» WHAT THIS TASK INVOLVES: Leave out the pictures and output the data verbatim.

____________

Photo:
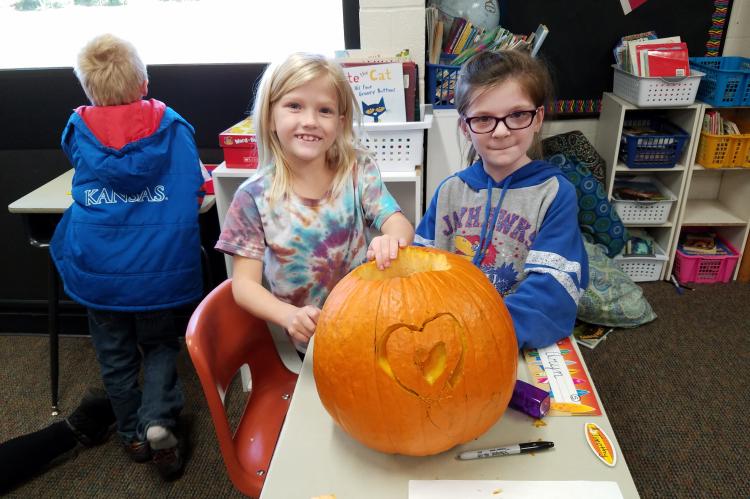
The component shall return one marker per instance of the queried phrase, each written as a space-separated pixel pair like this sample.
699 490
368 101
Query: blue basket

____________

» EXERCISE SOLUTION:
Photo:
The component shall return one marker per instance of the queried phrase, each written as a space-separated pixel pair like this sample.
699 490
368 101
Query: blue basket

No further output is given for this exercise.